» **ASSIGNMENT**:
Find the string "below" in the listing and report every line that has it.

» **DATA SUPPLIED**:
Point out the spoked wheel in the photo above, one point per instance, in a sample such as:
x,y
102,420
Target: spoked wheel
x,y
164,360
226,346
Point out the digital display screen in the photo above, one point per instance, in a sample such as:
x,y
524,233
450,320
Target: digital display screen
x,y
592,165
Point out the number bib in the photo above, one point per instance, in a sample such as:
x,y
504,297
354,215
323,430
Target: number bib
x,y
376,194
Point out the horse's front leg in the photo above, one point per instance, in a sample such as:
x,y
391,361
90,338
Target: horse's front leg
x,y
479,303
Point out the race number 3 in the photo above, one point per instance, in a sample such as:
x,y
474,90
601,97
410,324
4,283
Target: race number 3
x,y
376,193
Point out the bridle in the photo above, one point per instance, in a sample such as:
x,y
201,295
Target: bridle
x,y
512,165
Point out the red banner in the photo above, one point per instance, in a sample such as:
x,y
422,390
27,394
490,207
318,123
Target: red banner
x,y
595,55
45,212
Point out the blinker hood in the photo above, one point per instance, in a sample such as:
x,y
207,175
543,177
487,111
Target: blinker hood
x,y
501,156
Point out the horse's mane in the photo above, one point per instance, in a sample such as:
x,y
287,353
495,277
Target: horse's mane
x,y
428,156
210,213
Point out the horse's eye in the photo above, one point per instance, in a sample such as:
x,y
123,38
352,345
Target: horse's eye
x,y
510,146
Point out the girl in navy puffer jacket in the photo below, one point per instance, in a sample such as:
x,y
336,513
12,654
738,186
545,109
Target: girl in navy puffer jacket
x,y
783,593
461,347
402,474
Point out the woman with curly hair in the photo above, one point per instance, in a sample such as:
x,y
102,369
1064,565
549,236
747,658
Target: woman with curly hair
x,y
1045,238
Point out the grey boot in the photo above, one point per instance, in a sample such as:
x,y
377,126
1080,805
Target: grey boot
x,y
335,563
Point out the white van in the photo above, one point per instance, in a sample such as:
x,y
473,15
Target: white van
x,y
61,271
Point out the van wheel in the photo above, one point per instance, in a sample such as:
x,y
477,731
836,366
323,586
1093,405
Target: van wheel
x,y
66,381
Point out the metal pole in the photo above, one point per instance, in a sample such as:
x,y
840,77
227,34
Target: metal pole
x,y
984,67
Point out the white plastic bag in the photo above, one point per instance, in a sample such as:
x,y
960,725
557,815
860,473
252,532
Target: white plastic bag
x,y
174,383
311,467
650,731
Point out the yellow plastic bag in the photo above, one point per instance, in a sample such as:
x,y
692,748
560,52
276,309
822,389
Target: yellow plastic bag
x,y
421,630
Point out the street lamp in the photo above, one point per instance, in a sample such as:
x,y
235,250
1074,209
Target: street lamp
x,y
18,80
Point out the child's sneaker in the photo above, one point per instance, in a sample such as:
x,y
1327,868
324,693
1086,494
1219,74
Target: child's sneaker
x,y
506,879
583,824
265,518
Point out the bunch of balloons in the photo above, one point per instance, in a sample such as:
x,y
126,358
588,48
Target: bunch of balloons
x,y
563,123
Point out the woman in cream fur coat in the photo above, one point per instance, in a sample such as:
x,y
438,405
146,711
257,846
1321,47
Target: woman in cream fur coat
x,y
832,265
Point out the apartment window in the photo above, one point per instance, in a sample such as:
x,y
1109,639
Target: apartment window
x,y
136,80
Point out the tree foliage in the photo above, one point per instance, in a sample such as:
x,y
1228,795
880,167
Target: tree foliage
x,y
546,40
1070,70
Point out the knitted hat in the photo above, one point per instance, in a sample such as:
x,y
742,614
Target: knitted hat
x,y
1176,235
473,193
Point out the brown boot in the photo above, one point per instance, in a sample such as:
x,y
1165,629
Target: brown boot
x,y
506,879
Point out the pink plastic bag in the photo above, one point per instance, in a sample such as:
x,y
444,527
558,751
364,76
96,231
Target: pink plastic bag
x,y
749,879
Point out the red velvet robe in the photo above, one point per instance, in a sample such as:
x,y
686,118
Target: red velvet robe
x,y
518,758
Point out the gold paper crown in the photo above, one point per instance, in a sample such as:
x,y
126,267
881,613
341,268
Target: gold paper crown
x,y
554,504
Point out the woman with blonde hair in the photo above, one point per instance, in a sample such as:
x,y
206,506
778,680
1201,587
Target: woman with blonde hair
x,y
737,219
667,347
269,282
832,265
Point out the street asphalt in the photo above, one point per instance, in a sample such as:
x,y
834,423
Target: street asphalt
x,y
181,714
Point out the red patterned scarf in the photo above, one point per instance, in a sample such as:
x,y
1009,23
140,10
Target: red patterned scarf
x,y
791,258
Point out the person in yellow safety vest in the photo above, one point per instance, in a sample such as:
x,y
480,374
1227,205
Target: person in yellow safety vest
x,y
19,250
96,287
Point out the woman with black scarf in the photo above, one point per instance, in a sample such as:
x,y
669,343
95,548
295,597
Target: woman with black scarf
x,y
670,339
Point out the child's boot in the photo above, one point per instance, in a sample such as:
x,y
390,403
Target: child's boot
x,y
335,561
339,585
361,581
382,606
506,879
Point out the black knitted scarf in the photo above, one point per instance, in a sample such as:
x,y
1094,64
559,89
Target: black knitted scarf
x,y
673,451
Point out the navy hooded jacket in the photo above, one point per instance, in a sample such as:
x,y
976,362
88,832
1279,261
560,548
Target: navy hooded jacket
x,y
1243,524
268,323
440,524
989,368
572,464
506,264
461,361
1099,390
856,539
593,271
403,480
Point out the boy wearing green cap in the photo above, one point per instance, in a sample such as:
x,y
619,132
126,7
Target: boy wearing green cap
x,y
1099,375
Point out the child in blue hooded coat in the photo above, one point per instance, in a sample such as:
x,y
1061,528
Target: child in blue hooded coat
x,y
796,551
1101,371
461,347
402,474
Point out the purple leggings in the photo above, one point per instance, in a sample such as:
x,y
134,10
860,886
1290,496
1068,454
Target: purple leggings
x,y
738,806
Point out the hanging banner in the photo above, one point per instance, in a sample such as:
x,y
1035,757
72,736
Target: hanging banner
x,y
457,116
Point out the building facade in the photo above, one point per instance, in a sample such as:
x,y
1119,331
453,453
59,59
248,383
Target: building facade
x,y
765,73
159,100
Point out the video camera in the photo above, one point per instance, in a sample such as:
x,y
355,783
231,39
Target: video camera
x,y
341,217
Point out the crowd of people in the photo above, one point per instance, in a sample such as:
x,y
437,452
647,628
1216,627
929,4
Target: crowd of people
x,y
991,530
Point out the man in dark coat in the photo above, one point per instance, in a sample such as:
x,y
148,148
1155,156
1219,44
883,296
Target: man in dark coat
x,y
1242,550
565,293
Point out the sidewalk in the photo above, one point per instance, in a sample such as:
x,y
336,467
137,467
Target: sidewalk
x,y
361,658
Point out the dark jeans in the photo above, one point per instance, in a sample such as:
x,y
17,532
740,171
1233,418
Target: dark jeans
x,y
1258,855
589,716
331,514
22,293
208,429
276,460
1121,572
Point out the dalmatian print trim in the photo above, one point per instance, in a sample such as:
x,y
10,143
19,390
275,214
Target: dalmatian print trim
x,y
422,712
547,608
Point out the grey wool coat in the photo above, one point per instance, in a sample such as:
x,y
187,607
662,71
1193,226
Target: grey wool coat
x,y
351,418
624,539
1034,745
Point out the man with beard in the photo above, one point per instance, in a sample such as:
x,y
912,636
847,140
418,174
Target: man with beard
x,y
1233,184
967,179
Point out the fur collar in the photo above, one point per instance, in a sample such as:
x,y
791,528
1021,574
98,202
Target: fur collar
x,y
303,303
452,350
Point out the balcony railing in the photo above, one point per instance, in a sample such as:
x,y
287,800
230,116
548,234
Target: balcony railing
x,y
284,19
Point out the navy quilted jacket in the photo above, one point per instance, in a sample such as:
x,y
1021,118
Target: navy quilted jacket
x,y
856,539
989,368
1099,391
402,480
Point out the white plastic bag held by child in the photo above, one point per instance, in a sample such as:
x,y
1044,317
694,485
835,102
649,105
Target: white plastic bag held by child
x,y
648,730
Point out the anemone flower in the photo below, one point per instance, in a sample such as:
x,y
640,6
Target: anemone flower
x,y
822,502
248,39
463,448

» **TASK RESPONSE**:
Point out the girl in navy puffer jacket in the photo below, one point per instance, in a sample such as:
Point out the anemone flower in the photo below, one point per instance, in a sample such as:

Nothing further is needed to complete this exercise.